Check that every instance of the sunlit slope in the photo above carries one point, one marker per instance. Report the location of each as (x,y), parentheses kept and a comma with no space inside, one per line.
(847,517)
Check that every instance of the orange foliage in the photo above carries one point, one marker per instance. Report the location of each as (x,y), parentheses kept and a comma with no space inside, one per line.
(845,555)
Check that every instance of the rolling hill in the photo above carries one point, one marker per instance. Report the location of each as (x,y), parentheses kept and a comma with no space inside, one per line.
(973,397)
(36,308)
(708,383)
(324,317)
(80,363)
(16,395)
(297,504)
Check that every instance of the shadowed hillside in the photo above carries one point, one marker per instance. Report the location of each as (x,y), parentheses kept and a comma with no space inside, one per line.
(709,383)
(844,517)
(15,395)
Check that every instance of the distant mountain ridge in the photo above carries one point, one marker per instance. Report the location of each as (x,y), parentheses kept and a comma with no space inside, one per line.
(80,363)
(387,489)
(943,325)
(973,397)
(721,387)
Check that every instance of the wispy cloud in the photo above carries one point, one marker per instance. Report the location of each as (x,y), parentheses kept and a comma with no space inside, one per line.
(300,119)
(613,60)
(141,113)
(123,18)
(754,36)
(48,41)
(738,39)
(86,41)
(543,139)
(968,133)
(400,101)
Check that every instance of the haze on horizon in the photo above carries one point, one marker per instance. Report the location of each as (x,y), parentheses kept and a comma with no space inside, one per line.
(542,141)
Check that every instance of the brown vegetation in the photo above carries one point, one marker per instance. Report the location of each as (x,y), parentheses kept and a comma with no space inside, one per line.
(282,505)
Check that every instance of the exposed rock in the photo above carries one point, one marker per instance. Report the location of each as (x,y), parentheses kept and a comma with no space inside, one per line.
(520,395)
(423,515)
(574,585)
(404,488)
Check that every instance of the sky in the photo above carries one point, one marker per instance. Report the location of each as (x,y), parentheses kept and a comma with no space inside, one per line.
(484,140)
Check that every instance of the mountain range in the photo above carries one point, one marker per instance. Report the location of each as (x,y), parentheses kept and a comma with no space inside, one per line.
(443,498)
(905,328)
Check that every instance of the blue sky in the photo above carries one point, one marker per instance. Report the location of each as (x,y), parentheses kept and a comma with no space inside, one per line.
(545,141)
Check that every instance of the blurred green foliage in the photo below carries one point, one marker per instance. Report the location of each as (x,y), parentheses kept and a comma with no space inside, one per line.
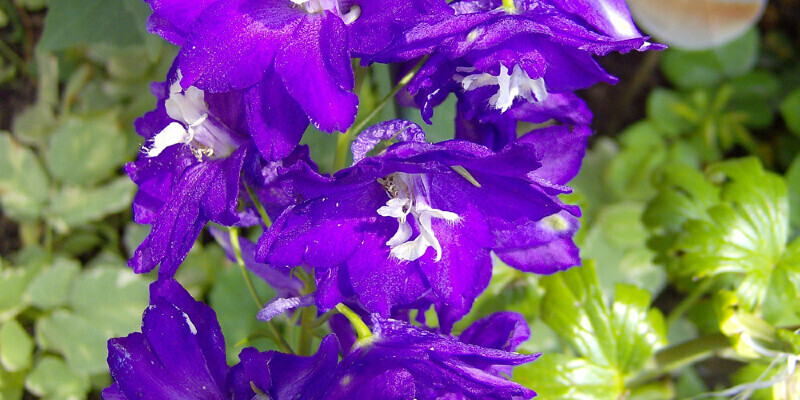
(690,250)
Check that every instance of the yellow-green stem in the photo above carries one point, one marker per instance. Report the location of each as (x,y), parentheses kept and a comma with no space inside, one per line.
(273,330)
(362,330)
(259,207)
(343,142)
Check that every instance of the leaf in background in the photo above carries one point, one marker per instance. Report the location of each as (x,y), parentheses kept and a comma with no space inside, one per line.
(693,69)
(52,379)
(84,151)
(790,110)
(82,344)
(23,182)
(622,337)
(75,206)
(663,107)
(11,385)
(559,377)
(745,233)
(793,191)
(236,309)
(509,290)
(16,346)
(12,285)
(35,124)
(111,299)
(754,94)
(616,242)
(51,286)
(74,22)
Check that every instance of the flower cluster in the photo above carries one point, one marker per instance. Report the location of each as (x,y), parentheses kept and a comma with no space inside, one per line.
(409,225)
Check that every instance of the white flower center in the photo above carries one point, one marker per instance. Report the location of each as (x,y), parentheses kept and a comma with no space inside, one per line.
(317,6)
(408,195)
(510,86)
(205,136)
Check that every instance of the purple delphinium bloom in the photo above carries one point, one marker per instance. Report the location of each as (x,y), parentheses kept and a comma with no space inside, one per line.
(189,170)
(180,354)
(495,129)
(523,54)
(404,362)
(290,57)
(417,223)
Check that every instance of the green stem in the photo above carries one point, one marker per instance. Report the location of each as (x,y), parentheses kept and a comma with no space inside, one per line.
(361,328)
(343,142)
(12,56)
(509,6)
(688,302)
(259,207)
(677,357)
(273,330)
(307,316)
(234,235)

::::

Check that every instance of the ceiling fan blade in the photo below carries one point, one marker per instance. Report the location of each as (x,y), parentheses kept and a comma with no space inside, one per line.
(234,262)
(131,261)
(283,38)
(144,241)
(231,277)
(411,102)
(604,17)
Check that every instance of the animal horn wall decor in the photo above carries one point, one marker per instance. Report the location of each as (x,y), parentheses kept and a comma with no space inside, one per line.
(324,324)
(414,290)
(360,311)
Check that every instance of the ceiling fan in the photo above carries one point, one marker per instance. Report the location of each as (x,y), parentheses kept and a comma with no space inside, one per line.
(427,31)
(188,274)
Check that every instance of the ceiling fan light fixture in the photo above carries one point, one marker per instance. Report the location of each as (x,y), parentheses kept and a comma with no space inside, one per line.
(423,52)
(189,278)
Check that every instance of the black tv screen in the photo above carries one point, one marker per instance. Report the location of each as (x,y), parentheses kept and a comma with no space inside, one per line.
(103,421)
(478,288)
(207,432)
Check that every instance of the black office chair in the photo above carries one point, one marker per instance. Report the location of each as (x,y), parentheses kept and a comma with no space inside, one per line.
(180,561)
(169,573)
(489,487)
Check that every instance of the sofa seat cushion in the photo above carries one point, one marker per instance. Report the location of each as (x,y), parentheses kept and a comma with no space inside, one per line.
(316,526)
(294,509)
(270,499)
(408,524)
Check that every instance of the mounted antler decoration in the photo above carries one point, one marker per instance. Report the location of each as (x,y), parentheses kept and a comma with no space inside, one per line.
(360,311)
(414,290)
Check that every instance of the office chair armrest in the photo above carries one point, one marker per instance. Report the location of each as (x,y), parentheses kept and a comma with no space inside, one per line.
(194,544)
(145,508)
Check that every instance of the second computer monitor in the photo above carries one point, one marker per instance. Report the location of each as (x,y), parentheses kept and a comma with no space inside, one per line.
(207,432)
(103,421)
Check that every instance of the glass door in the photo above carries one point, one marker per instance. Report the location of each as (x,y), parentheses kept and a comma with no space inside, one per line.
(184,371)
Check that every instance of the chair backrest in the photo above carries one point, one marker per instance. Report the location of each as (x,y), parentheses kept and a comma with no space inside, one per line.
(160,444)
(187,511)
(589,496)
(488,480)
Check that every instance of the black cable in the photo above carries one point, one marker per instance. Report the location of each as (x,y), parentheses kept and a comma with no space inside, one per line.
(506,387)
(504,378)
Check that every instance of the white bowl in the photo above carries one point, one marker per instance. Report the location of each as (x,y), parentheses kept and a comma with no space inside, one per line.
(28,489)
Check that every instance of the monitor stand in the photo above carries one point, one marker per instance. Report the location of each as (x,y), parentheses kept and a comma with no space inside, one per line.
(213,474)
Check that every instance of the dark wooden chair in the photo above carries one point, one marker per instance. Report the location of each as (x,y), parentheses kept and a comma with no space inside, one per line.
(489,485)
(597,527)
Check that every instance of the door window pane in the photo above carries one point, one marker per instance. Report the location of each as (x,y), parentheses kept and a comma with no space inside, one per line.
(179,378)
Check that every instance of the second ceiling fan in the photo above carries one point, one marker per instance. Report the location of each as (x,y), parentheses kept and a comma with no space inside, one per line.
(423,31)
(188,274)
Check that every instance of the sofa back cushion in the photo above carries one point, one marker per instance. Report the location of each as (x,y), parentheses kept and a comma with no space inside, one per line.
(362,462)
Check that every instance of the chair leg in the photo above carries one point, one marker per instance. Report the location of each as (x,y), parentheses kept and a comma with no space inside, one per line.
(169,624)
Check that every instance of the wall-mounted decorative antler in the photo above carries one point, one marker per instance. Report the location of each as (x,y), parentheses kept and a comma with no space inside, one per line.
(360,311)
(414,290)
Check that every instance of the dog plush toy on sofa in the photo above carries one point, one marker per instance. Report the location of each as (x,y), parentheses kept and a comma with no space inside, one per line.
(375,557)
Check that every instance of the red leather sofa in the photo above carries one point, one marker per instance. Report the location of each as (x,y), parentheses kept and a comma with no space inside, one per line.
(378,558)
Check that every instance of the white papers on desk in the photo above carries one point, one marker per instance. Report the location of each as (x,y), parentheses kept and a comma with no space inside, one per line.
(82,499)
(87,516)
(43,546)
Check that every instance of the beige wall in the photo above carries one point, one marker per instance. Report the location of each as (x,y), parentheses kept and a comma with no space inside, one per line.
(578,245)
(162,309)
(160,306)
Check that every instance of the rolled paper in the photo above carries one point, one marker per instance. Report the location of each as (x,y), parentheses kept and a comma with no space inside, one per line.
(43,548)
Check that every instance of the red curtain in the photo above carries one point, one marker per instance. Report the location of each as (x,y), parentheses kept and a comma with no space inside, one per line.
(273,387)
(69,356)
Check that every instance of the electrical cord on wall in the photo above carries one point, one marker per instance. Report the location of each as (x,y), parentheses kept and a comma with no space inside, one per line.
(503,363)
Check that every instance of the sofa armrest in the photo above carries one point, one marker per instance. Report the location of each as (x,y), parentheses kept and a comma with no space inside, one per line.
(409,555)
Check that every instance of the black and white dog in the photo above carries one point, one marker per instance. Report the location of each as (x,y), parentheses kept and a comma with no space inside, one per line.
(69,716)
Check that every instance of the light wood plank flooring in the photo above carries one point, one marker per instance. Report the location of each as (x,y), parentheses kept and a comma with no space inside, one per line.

::::

What the task asks.
Show every line above that contains the word "flower", copying each line in full.

Reply.
Check that every instance of the flower cluster in the photo above carries one point, one marker per instance. Report the location of each as (x,y), parentheses kept and a comma with no space inside, one per line.
Check that every instance of the white flower center in the photo above carries one point, one marker per instance. Report the location of each as (x,y), parentheses kept and a comma with no space inside, one per line.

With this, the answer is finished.